## Record excerpts
--- START ---
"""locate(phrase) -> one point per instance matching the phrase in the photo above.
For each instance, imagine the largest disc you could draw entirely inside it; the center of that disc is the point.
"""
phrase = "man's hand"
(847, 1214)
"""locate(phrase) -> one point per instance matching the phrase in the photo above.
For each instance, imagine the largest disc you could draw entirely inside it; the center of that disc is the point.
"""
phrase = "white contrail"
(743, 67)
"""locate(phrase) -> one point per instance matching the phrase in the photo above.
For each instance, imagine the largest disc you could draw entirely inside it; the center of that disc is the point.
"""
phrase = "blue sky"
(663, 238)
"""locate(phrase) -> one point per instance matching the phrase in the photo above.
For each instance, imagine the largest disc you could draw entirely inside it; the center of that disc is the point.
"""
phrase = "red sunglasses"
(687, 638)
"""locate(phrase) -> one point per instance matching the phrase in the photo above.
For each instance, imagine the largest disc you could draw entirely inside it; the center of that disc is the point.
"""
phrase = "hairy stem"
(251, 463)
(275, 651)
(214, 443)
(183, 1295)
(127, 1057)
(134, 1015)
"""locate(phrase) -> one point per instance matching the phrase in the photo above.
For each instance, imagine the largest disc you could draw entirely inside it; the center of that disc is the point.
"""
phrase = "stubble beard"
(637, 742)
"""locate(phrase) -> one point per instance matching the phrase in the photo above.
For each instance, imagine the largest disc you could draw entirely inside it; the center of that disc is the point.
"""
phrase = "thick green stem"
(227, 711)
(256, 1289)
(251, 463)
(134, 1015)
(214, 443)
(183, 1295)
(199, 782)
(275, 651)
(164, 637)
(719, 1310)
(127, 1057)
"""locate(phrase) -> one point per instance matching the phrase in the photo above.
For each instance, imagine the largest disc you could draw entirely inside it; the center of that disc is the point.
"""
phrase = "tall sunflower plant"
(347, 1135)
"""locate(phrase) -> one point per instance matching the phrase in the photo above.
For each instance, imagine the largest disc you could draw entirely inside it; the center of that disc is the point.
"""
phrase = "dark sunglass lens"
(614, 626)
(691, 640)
--- END ---
## Exercise
Copy the data above in full, character for character.

## The answer
"""locate(phrase) -> one point per instance matching the phrase in the photo above.
For each instance, imagine the largest disc you could draw entirely inside it; the center of that disc is the point.
"""
phrase = "man's hand"
(847, 1214)
"""locate(phrase) -> one point per instance matching the phrase in the photo above.
For each instance, imagine the largest disc you could draw entirely inside it; the center of that disc is the point.
"""
phrase = "white contrail"
(743, 67)
"""locate(phrase) -> one point per instance matching the phrase in the photo above.
For each instance, imagine the largest disc you could draw entirely inside it; the center of that disc is the point.
"""
phrase = "blue sky"
(663, 238)
"""locate(phrase) -> one point per instance matching the phrase in the photo above.
For each instance, imagine the largest disc you could draw entirely inside it; the center of that disc is the point.
"""
phrase = "red sunglasses"
(687, 638)
"""locate(phrase) -> one point per instance matching the phrase in the photo above.
For each instance, imagine the largest disc you could draw entirely inside it; the center of that disc is the point.
"""
phrase = "hairy stem"
(251, 463)
(275, 651)
(214, 443)
(183, 1295)
(127, 1057)
(134, 1015)
"""locate(phrase) -> one point per instance matching the phrase in the photo above.
For each instance, imagine the largest disc you could draw entirely inside it; the center of that disc is the point.
"""
phrase = "stubble beard"
(637, 742)
"""locate(phrase) -> one point per instance matching the phrase in the photo above.
For each instance, imagine the largest disc you could draw entirely inside it; the center of that disc is the point.
"""
phrase = "thick green stem"
(227, 711)
(256, 1289)
(251, 463)
(134, 1015)
(214, 443)
(183, 1295)
(199, 782)
(275, 651)
(164, 637)
(719, 1310)
(127, 1057)
"""locate(phrase) -> one point per instance matching the phrase in the photo above.
For each instance, imagine the largest disc you could draw entirely inside it; the center of that disc is the point.
"""
phrase = "tall sunflower plant"
(347, 1135)
"""locate(phrase) -> one point per instance matching the phrase in the photo above.
For each instance, imagine the largest disc you could draw entirely inside it; the center of that disc is the point.
"""
phrase = "dark sunglass lens"
(614, 626)
(691, 640)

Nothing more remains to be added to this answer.